Exercise :: Please return all lines from the records below that include the string "woman".

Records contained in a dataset

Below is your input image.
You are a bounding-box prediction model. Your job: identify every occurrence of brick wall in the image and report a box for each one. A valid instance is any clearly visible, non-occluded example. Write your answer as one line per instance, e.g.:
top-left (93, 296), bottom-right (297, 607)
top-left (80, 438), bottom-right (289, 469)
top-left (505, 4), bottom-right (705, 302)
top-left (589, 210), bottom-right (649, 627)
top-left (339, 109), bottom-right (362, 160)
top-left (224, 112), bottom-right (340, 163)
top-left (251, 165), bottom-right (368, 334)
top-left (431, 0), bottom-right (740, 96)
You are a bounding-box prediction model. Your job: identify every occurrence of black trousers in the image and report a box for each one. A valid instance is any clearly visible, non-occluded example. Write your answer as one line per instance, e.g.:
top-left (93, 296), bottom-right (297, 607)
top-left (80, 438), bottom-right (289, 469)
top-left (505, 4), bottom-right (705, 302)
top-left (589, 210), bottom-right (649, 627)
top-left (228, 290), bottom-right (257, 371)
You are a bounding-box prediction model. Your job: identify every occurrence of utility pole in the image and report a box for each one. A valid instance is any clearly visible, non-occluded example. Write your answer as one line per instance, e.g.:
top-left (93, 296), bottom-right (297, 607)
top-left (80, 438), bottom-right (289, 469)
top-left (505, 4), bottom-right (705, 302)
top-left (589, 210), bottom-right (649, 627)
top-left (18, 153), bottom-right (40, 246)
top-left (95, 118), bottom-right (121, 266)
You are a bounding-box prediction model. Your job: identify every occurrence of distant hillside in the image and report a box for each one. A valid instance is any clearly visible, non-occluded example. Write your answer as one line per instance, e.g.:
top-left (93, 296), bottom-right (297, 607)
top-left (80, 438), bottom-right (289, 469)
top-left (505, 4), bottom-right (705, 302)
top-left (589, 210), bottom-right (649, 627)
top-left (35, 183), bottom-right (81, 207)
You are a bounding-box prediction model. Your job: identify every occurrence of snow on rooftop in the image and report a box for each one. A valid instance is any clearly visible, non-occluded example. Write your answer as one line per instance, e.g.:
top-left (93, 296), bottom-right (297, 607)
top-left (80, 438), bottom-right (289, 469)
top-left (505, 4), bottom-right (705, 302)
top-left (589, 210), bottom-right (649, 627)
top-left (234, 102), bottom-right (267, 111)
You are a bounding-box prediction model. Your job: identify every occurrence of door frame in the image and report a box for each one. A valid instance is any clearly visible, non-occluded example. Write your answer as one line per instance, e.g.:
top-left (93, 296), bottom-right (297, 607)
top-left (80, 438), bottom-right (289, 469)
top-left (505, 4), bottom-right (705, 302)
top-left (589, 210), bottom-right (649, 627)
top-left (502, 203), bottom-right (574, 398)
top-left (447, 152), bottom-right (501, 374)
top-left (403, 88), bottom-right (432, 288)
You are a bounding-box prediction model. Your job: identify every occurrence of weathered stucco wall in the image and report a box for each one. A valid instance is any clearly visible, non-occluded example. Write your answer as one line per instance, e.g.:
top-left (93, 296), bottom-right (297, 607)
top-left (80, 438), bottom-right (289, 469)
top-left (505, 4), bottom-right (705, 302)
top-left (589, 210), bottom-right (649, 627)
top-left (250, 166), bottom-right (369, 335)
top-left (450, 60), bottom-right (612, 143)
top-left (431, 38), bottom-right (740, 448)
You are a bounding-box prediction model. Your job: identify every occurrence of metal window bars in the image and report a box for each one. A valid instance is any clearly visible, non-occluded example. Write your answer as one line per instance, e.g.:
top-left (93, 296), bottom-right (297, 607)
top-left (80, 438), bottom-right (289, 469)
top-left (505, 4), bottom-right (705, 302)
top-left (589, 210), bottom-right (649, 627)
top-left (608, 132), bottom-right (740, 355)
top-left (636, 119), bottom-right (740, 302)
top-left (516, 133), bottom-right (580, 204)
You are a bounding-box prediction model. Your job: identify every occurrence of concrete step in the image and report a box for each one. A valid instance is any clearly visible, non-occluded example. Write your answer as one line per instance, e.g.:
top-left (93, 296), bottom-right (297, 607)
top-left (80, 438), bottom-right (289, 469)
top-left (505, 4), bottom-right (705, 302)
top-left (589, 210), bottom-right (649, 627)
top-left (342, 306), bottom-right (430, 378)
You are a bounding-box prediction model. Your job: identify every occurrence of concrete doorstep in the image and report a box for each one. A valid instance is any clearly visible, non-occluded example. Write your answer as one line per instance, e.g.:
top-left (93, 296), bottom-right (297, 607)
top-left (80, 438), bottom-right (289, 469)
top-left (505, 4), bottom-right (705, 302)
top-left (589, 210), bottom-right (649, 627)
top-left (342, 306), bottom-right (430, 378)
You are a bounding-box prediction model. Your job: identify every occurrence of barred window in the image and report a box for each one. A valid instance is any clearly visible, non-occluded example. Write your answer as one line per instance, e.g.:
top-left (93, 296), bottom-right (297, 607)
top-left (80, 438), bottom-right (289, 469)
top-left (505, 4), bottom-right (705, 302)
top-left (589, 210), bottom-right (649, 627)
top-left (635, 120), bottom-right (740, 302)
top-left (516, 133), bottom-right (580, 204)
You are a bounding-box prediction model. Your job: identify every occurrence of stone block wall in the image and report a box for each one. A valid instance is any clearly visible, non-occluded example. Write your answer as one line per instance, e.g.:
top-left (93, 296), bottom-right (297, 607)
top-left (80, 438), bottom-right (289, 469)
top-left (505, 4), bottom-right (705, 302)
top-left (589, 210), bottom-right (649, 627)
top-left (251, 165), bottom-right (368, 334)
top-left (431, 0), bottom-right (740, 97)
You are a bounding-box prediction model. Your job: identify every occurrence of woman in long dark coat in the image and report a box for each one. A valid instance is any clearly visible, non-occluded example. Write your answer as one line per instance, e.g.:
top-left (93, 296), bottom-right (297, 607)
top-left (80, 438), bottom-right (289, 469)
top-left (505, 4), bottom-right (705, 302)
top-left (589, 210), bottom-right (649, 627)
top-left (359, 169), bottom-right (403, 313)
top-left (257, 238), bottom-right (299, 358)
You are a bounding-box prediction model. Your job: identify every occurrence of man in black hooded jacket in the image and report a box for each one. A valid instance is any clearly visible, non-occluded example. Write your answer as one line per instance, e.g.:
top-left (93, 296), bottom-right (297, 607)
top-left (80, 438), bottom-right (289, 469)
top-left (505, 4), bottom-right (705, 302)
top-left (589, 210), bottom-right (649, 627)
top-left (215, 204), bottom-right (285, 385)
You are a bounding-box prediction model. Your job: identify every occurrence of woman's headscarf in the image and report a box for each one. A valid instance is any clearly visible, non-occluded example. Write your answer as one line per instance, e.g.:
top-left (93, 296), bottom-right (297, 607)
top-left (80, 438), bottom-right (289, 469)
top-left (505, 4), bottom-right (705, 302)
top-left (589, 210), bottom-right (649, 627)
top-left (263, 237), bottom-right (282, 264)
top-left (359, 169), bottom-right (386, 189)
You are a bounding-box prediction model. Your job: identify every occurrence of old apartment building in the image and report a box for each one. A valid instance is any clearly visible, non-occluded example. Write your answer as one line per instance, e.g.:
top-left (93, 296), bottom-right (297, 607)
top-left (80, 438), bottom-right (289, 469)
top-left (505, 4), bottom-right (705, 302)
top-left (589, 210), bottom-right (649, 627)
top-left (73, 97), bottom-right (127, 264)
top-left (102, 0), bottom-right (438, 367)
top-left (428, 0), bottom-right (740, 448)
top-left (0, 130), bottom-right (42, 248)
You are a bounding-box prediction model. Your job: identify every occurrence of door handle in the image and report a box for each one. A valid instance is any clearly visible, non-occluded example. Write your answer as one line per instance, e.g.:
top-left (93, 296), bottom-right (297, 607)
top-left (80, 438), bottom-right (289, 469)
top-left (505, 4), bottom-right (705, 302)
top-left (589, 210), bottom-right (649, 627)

Output of the exercise ::
You are a bounding-box prediction model. Your job: identify every occurrence of woman in long dark coat in the image and report a box for each one. A valid instance is any clearly visible, non-occluded example. Write your answer as one line per instance, e.g.:
You are a bounding-box prediction model. Your job: identify every occurrence of woman's headscarf in the image and report a box for each one. A valid instance is any clearly visible, non-occluded example. Write your answer as one line per instance, e.g.:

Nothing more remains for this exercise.